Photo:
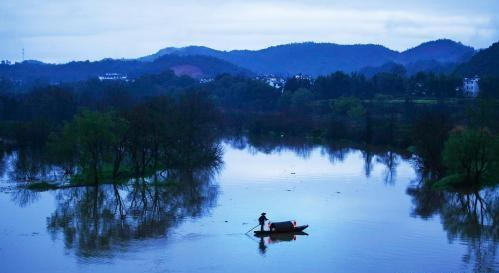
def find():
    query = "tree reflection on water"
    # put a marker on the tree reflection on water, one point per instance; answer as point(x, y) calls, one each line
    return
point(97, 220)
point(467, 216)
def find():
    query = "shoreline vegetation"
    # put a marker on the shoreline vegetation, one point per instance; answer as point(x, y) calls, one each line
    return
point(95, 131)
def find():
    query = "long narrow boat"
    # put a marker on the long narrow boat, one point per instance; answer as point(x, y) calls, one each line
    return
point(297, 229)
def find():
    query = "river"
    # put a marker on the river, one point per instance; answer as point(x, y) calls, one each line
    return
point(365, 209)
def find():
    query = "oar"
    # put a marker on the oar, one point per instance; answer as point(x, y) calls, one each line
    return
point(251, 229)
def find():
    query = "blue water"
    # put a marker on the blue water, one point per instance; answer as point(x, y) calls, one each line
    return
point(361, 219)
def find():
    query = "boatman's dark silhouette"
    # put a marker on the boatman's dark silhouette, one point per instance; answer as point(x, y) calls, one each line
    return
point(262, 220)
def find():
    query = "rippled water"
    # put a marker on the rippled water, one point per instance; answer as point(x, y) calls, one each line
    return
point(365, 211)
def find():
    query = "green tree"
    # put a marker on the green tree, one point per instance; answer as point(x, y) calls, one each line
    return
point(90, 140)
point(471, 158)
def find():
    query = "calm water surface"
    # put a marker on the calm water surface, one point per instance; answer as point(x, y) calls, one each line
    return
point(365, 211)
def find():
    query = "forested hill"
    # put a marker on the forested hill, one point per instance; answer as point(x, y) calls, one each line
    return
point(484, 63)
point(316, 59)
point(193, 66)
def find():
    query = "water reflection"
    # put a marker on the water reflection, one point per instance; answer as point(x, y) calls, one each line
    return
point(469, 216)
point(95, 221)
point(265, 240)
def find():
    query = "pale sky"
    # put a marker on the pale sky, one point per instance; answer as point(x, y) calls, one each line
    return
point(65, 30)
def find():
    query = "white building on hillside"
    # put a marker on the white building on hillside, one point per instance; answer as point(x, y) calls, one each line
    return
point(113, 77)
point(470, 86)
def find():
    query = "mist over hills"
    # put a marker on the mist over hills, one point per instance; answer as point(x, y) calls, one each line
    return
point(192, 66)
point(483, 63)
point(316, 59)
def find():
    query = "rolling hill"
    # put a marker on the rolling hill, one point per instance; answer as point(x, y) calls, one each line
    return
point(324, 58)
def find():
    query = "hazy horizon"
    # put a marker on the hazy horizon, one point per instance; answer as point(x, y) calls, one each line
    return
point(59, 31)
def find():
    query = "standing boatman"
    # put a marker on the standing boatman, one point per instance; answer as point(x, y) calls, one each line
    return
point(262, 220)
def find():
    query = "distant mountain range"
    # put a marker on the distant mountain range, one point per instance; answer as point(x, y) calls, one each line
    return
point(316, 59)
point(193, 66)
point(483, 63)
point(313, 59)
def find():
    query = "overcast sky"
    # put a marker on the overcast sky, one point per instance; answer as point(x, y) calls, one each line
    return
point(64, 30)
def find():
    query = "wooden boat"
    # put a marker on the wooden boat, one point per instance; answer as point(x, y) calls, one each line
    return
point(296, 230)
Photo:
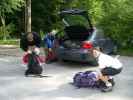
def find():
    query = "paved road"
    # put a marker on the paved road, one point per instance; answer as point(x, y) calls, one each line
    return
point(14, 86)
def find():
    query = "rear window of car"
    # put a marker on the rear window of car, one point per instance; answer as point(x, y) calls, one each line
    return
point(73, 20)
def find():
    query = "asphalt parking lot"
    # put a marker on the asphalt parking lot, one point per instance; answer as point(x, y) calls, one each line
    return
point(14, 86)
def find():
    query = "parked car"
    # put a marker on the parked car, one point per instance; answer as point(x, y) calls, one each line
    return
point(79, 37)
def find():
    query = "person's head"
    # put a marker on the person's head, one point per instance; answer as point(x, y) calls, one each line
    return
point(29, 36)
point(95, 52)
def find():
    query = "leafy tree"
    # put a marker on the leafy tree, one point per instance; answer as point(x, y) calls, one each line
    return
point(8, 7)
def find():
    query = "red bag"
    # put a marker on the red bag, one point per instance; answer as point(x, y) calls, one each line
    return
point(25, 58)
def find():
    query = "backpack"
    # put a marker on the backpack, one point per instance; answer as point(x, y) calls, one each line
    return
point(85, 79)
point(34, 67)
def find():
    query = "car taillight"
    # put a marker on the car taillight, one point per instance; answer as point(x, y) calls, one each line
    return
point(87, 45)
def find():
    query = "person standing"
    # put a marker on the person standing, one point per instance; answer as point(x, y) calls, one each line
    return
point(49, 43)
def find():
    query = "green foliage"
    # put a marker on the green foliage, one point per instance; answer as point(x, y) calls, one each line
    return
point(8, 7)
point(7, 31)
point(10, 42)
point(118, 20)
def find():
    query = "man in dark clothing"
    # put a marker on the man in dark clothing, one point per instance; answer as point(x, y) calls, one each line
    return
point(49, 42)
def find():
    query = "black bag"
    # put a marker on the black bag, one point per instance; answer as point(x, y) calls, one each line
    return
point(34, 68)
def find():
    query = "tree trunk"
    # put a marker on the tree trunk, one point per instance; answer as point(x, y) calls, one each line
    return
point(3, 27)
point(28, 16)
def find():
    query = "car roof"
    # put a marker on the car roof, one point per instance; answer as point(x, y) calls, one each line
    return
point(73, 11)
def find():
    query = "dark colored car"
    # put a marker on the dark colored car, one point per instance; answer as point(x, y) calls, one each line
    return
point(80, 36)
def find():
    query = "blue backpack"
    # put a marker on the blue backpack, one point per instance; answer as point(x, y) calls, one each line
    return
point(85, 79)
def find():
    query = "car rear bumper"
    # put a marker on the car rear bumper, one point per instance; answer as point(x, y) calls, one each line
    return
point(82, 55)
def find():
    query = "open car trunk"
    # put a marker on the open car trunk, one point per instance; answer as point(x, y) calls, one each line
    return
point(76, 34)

---

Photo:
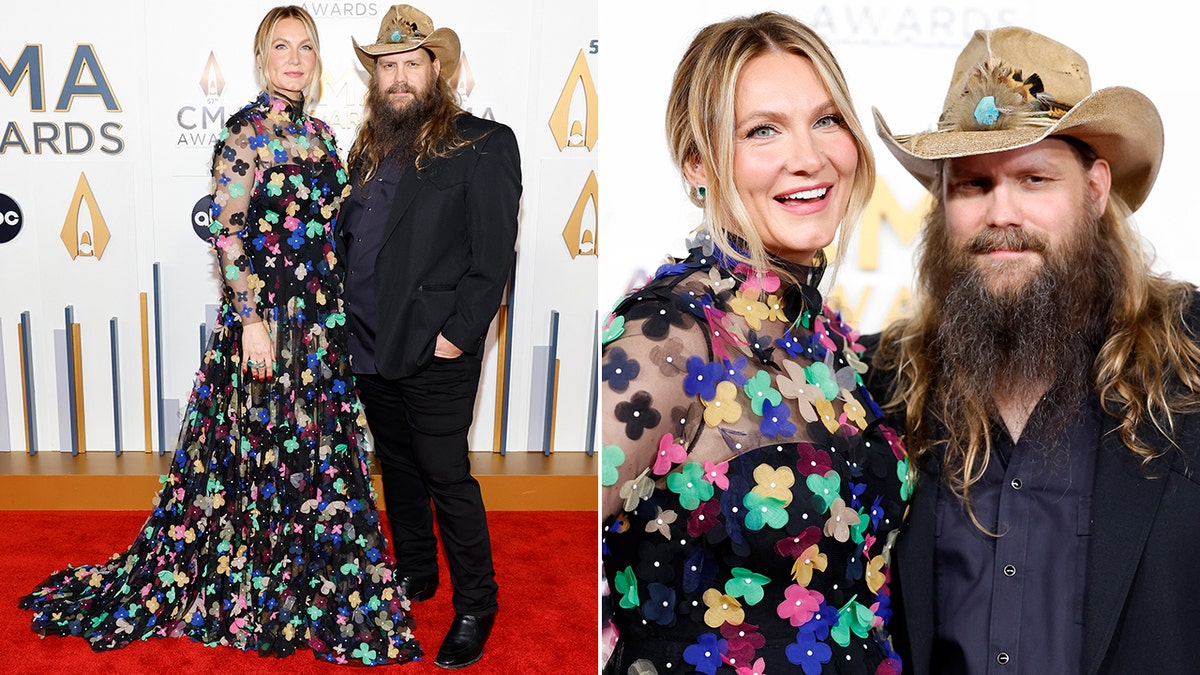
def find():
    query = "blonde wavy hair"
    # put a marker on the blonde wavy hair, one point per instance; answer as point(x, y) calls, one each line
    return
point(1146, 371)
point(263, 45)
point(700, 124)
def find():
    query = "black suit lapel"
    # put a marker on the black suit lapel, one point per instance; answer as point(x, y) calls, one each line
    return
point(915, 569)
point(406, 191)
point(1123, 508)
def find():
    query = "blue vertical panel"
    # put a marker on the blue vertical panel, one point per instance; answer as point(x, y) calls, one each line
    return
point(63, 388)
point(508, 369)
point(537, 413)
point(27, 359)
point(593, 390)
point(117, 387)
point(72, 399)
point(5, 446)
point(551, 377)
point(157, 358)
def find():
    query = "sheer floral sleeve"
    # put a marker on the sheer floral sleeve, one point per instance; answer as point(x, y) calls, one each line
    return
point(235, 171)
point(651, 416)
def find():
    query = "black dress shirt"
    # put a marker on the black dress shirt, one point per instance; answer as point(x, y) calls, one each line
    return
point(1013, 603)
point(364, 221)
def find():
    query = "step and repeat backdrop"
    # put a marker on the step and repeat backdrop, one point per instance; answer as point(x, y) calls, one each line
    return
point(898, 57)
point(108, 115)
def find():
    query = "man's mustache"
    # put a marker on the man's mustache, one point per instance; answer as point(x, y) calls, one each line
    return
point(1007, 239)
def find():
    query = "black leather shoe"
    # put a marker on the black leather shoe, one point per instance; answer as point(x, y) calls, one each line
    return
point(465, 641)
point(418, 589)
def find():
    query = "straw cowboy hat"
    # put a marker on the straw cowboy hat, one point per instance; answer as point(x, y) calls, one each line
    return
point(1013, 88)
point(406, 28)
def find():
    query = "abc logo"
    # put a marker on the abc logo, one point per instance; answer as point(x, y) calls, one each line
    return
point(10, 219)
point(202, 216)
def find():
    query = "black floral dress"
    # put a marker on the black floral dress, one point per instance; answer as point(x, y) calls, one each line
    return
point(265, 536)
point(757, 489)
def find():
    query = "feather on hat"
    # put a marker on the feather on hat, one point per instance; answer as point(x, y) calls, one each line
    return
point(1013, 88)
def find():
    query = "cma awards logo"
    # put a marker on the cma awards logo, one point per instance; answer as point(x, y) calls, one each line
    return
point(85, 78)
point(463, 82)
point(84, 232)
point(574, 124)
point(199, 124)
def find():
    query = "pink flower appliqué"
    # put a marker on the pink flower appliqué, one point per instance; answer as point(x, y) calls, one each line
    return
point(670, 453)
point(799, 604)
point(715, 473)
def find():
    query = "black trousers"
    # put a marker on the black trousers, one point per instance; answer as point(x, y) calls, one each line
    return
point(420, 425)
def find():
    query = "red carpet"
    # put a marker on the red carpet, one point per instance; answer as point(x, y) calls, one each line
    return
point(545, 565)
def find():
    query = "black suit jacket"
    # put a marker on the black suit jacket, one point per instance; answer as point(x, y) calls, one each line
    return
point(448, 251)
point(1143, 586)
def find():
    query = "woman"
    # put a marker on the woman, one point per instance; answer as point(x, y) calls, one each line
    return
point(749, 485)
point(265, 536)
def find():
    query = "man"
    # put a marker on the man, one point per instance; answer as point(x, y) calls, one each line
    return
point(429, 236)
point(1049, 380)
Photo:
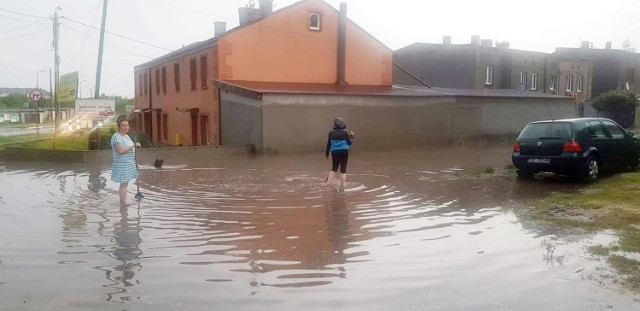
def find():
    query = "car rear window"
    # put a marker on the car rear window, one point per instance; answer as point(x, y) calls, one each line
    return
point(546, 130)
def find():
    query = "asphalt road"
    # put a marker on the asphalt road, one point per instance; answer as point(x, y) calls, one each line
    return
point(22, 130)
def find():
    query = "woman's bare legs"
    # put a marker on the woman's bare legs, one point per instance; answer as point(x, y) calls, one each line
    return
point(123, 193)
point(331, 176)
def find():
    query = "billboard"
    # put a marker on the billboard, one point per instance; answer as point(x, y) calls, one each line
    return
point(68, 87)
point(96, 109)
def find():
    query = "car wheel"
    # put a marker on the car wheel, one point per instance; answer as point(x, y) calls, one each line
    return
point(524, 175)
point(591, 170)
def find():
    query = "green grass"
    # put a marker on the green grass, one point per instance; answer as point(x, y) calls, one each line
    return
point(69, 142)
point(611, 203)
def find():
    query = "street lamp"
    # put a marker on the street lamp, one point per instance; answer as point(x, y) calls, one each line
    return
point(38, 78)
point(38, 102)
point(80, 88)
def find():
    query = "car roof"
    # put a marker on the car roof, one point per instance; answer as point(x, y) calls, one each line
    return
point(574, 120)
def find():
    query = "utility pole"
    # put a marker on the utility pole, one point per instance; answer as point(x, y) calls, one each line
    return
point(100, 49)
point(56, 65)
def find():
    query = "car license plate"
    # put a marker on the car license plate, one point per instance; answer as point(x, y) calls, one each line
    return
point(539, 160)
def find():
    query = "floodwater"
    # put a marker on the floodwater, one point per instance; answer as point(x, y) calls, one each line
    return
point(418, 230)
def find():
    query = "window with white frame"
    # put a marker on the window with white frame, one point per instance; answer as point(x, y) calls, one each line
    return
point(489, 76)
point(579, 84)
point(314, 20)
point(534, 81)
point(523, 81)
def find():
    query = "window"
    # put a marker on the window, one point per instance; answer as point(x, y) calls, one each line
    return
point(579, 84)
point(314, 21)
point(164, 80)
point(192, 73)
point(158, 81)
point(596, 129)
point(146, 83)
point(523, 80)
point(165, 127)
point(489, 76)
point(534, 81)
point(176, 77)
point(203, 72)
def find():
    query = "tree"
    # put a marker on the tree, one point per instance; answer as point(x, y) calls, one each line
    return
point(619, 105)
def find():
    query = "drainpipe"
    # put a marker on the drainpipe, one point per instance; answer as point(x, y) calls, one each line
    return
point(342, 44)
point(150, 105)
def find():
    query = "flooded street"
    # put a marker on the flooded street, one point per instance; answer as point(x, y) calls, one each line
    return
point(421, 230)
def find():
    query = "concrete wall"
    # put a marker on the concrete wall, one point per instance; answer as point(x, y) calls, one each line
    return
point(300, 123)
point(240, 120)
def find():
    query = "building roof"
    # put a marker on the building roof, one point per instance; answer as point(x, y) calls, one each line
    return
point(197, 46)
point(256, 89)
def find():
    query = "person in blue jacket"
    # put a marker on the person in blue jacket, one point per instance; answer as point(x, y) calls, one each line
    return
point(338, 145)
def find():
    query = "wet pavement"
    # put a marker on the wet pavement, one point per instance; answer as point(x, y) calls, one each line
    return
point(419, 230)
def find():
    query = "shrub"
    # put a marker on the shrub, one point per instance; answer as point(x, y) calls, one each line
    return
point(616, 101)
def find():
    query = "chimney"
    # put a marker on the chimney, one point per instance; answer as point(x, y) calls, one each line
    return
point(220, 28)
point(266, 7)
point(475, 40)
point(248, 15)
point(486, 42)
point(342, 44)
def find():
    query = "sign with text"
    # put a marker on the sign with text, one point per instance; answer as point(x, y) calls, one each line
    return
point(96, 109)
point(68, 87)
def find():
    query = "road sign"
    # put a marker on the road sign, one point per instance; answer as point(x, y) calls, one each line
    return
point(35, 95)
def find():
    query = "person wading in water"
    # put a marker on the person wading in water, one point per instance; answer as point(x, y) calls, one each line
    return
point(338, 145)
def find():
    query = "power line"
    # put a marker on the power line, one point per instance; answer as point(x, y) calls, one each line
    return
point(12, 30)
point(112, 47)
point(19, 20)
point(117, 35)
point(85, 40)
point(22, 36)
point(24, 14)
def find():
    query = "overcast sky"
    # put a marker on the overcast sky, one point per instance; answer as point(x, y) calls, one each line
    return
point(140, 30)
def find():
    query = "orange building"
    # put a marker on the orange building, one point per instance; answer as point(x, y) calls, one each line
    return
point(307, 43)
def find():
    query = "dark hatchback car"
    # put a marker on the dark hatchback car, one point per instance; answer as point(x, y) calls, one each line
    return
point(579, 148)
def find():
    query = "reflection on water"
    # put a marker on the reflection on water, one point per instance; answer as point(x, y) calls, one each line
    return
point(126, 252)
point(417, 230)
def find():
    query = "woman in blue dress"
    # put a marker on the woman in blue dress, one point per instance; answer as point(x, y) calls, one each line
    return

[Goal]
Give only the number of rows that contain the word "boatman".

[Task result]
4